= TASK A =
In the forum post about the train depots, reproduce word for word the passage from "SPUD would still" to "made it happen.".

= TEXT EXTRACT =
Postby mnmike » April 16th, 2015, 2:35 pm

mplsjaromir wrote:
Wedgeguy wrote:Because St. Paul had the foresight not to tear their depot down like MPLS did. Building a new train station in a city that got rid of their best available track for other purposes, would have probably cost them 2 to 3 times that much for a less then stellar operation. Look what we got for our Twins/Interchange money! People can drive out the airport in Bloomington ok, but then piss and moan that they have to drive or take LRT to St. Paul for a train is ...........
It's hard to fault Minneapolis for tearing down Great Northern Depot when they did. All rail lines leading to the Depot were abandoned, making the structure obsolete. I do not believe the city was in the position to operate a railroad. In place of the station Minneapolis got a new branch of world's second best central bank (SNB being #1, obs), and a fantastic riverside park. The bank pays $3.4 million in annual property taxes, I couldn't find a property in downtown St. Paul that pays more.

SPUD would still be rotting away if it wasn't for a huge influx of federal stimulus money. I agree with the spending the money, but its not like it was St. Paul who made it happen.

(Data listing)
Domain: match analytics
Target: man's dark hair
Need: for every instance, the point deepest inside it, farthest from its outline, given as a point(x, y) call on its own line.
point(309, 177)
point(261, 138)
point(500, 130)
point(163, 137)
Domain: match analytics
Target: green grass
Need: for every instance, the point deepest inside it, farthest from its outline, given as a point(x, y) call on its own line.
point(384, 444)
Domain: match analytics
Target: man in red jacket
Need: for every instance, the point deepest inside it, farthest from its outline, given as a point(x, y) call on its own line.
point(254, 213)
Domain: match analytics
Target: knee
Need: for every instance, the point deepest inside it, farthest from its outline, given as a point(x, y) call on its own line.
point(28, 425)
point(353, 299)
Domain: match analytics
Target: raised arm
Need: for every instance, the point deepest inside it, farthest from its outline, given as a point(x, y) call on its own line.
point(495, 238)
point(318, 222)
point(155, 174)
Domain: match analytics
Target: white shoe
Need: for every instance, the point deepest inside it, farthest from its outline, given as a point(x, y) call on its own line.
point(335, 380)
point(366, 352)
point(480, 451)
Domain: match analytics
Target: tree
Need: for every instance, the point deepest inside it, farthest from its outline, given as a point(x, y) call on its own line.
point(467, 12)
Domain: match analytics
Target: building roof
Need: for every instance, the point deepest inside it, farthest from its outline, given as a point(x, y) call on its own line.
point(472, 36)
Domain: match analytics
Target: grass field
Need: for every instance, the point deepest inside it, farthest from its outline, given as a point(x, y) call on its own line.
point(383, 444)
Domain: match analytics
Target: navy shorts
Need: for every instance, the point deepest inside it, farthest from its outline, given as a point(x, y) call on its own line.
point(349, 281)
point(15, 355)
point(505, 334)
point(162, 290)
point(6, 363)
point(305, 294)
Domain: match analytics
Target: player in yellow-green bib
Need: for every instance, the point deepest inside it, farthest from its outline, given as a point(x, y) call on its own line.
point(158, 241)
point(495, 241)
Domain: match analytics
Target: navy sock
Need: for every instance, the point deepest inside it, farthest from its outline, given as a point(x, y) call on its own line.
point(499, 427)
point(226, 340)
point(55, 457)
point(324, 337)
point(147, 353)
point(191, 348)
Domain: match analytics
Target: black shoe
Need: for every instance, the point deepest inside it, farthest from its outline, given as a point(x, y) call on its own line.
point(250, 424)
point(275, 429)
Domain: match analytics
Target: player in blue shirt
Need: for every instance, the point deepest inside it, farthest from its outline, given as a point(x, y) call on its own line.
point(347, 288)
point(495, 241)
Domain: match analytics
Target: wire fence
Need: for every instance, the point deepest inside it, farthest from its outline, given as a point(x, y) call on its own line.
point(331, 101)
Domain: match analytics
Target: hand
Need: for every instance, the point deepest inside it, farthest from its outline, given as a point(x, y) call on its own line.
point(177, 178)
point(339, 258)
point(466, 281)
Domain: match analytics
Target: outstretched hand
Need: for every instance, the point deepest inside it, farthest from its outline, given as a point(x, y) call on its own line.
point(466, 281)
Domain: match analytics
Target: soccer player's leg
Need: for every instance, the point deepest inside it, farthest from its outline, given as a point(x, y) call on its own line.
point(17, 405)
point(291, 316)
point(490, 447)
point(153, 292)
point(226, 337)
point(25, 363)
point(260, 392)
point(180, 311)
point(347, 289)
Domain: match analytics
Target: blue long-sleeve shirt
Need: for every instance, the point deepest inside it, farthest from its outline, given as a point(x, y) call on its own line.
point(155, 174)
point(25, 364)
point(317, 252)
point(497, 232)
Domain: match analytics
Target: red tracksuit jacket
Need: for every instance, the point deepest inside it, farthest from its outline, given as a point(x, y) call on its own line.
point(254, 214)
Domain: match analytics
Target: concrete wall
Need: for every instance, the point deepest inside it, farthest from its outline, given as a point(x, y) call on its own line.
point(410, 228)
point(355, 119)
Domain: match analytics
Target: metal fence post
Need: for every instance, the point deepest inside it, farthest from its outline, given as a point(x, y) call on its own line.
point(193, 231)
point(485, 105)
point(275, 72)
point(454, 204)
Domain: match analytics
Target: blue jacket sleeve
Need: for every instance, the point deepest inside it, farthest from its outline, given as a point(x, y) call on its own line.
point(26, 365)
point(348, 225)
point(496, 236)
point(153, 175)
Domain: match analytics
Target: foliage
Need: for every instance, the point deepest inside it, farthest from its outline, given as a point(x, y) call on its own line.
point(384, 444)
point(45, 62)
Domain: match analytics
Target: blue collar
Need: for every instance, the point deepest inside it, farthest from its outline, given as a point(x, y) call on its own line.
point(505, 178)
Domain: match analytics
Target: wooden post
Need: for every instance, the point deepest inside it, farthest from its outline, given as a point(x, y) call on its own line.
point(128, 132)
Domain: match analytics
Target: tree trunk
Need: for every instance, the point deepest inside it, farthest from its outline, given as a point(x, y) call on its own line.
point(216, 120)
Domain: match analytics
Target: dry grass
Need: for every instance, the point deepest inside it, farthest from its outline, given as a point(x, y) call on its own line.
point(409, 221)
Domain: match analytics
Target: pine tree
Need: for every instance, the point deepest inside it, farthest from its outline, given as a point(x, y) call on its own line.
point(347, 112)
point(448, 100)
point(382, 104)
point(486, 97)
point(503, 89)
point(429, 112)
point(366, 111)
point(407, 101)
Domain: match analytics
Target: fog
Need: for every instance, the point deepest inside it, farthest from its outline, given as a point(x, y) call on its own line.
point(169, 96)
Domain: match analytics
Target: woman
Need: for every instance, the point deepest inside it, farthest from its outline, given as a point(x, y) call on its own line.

= TASK B =
Identify every line in the records that contains the string "sleeve", and copy each of those lines. Matching is case-sensitive.

= TASK SOLUTION A =
SPUD would still be rotting away if it wasn't for a huge influx of federal stimulus money. I agree with the spending the money, but its not like it was St. Paul who made it happen.

= TASK SOLUTION B =
Target: blue long-sleeve shirt
Target: blue jacket sleeve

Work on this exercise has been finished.